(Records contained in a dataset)
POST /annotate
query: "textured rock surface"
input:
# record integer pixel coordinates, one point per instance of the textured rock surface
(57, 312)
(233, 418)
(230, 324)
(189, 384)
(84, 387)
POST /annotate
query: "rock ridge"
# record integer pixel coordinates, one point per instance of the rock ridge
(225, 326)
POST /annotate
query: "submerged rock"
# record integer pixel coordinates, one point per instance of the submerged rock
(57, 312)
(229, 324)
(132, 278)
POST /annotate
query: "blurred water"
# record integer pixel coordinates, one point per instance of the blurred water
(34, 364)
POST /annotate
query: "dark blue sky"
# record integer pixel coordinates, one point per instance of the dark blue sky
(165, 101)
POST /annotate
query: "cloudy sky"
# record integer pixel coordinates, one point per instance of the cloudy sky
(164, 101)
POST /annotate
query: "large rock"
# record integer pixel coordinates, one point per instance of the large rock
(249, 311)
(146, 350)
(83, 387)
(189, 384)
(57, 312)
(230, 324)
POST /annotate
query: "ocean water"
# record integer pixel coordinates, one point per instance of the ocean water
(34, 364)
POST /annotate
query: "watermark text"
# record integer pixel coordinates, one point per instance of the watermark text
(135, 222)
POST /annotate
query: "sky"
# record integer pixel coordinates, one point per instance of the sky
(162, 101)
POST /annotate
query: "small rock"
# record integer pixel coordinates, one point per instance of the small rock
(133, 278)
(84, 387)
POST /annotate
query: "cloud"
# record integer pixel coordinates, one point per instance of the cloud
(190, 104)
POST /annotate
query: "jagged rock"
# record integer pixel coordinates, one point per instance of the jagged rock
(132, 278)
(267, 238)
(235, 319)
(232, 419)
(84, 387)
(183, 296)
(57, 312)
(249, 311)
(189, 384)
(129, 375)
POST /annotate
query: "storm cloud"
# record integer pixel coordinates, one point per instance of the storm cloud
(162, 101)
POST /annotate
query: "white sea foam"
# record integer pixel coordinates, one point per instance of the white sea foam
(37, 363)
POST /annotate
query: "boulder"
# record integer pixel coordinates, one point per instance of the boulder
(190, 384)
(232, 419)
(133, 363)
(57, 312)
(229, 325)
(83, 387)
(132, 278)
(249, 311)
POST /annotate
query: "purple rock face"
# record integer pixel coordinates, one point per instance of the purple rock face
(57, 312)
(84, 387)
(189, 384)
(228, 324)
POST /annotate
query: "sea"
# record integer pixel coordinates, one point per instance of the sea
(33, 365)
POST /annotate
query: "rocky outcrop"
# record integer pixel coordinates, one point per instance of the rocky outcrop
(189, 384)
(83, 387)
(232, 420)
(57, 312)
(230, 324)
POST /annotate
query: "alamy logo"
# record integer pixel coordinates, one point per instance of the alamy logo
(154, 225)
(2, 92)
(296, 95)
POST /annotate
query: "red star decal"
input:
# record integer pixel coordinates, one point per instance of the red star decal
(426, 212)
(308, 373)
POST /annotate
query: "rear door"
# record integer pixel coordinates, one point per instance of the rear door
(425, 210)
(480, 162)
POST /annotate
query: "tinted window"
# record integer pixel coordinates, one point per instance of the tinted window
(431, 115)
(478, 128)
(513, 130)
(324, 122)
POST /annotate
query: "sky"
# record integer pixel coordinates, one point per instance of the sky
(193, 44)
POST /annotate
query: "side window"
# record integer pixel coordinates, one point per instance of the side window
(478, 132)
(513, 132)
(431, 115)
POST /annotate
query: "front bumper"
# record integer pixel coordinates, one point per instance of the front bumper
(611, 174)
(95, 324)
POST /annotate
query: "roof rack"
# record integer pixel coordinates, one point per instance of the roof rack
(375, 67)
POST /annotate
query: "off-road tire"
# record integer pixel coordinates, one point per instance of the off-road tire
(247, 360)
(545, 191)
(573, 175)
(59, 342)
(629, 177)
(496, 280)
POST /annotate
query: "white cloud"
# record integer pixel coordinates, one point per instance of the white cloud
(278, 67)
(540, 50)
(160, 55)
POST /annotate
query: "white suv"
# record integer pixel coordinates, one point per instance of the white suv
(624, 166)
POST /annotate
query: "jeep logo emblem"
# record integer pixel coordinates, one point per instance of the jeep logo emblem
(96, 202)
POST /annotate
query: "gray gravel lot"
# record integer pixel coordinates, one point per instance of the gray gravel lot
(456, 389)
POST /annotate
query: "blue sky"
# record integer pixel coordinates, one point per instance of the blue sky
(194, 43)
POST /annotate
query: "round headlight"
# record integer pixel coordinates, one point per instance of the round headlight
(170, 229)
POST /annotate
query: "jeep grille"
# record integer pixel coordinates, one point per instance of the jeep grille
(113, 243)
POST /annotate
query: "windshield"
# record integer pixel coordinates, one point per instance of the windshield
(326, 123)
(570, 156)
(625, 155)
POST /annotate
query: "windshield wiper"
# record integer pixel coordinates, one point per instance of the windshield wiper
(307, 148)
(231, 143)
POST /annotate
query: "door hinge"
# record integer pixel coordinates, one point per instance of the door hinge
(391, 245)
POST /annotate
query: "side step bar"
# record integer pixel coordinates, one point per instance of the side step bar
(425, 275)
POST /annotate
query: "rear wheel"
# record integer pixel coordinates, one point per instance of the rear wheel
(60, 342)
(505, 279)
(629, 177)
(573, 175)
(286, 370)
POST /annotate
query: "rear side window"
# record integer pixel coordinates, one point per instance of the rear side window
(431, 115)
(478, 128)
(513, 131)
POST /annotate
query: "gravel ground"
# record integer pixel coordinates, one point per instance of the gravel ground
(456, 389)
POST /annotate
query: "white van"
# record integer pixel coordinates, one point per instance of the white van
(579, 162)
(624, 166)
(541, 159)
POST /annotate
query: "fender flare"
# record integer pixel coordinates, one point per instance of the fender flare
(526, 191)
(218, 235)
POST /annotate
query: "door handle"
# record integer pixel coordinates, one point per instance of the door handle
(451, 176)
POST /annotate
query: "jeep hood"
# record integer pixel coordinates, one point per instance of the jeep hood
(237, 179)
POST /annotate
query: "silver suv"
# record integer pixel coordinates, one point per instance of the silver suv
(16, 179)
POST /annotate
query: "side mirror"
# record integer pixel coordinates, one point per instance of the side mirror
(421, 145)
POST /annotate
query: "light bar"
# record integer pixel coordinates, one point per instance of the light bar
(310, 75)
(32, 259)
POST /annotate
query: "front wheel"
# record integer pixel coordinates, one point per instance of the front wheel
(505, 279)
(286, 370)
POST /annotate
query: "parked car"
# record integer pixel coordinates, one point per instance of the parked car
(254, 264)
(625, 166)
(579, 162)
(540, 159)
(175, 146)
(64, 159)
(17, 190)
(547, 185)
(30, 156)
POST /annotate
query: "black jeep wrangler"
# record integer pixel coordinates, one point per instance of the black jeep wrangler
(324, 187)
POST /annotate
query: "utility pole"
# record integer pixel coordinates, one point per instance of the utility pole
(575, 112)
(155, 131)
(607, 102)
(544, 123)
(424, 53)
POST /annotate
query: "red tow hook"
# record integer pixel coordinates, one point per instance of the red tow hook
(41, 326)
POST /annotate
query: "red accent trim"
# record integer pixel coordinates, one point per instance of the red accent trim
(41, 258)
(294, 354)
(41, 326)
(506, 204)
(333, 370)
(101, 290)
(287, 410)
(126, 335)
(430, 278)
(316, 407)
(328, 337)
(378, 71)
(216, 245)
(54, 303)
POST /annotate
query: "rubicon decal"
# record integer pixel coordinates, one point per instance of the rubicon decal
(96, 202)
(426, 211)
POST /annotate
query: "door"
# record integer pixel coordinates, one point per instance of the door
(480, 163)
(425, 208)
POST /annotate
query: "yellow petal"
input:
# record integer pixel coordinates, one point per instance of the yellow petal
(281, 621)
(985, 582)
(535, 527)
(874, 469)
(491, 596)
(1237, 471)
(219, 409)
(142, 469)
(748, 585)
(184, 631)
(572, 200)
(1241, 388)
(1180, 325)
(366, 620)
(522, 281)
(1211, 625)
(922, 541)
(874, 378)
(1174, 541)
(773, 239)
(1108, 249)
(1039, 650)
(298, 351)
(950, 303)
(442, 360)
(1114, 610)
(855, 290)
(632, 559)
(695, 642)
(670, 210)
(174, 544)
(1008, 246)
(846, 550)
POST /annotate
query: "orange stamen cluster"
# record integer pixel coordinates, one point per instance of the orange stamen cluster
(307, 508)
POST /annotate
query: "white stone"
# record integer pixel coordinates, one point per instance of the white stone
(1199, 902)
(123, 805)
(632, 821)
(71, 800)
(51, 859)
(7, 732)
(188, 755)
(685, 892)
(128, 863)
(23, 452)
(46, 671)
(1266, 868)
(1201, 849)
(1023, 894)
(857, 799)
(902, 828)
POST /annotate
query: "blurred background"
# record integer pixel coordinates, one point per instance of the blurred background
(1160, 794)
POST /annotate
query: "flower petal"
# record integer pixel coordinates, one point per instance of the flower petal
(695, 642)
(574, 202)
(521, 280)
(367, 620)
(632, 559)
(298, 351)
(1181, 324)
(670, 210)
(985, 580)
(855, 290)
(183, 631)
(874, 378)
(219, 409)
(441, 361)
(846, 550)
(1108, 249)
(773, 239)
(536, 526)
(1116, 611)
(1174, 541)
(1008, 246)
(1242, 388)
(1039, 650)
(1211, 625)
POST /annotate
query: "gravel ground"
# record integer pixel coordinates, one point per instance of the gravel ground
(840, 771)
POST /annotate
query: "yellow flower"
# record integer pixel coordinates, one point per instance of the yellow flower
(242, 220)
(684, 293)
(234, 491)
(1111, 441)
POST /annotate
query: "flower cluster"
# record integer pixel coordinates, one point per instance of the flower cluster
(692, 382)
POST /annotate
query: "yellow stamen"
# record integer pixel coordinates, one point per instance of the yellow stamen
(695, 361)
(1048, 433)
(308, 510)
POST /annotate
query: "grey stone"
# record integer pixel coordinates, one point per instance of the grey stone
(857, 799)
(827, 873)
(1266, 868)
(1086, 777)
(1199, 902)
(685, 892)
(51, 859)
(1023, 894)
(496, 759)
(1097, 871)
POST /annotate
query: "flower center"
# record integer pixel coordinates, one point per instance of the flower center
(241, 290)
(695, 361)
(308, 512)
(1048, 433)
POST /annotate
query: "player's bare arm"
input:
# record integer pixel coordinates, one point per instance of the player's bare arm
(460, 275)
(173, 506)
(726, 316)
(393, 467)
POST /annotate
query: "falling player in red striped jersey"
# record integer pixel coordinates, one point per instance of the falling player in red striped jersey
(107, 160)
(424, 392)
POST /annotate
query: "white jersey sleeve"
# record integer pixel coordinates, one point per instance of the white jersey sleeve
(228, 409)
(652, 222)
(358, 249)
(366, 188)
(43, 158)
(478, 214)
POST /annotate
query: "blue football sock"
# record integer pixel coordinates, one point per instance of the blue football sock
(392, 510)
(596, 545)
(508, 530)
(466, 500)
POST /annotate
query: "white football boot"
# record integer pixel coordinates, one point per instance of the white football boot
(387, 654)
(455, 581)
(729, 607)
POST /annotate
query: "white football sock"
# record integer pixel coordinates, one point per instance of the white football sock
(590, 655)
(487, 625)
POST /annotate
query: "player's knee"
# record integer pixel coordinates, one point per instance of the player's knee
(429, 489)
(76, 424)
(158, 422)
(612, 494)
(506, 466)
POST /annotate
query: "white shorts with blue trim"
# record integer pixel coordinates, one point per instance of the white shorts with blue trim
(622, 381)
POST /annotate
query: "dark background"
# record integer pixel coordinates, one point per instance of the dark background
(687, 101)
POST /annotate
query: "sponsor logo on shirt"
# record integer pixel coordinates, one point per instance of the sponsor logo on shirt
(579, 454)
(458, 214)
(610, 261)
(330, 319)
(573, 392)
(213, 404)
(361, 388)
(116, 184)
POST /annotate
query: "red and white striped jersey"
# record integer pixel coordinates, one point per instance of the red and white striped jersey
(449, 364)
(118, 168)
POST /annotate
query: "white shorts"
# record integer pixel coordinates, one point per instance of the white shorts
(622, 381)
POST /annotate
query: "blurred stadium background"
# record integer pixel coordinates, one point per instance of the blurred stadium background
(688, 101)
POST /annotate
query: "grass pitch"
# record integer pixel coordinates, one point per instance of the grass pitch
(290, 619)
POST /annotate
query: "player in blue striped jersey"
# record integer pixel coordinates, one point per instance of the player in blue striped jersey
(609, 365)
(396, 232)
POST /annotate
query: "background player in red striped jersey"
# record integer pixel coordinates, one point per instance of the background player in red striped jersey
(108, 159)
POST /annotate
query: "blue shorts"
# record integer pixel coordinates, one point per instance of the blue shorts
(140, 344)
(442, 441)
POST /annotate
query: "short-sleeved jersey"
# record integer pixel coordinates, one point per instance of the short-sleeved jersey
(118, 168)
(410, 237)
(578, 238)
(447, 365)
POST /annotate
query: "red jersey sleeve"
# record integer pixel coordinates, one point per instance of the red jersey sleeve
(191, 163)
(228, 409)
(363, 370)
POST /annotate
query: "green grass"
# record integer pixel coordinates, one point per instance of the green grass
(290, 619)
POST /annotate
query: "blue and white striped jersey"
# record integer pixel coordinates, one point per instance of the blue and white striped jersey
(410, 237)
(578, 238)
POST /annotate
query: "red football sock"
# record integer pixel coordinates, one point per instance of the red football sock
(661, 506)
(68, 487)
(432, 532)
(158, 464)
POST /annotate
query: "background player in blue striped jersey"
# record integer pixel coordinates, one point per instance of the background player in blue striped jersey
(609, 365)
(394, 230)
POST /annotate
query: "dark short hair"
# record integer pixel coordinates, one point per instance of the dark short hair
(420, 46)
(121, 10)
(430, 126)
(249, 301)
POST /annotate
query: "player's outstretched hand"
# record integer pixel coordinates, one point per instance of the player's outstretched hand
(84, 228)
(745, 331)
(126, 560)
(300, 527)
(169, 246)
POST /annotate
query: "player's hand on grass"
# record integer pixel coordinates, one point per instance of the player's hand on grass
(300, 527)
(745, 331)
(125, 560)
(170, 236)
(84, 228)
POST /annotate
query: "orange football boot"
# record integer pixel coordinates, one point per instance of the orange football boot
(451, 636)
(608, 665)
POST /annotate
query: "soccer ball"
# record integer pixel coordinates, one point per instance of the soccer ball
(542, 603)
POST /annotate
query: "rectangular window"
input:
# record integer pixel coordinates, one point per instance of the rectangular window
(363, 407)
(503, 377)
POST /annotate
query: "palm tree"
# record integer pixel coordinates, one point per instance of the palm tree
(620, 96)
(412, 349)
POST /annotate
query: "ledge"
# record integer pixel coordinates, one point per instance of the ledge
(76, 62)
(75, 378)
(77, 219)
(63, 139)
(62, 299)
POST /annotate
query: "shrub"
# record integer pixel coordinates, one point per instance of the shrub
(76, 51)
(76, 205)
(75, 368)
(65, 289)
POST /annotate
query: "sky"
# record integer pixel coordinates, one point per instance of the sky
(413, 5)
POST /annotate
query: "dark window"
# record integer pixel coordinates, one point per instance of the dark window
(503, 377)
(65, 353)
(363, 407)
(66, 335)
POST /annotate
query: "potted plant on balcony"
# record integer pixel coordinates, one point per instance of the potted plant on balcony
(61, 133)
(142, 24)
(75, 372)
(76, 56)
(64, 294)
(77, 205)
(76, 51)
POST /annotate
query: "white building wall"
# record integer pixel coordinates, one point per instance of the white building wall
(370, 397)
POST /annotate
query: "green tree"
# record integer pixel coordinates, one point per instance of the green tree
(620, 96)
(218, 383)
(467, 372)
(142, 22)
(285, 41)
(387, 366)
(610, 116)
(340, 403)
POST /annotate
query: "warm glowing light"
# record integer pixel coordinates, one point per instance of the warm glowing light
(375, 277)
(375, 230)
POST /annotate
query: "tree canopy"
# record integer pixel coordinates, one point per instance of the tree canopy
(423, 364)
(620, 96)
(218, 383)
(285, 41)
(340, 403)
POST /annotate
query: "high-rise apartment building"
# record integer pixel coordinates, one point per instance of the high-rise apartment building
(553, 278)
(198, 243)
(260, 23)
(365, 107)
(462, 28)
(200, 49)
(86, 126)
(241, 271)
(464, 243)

ASSIGNMENT: The answer should consist only of the lines from the one containing "the white building wall" through the last line of the data, given again exactly.

ANSWER TO THE EXERCISE:
# record integer pixel coordinates, one point per instance of the white building wall
(370, 397)
POST /annotate
query: "green tree"
# record integer pixel coordinates, one point per instance of the green tree
(620, 96)
(218, 383)
(467, 372)
(142, 22)
(285, 41)
(387, 366)
(610, 116)
(340, 403)
POST /annotate
query: "warm glowing light"
# record integer pixel coordinates, one point per instance of the warm glowing light
(375, 277)
(375, 230)
POST /annotate
query: "tree canopy"
# record integer pixel coordinates, one point per instance of the tree canopy
(423, 364)
(620, 96)
(218, 383)
(285, 41)
(340, 403)
POST /annotate
query: "high-rise apartment building"
# record integer pixel coordinates, one point per instance of the high-rise apartment building
(553, 278)
(198, 243)
(260, 23)
(365, 107)
(462, 28)
(200, 49)
(86, 126)
(241, 271)
(464, 243)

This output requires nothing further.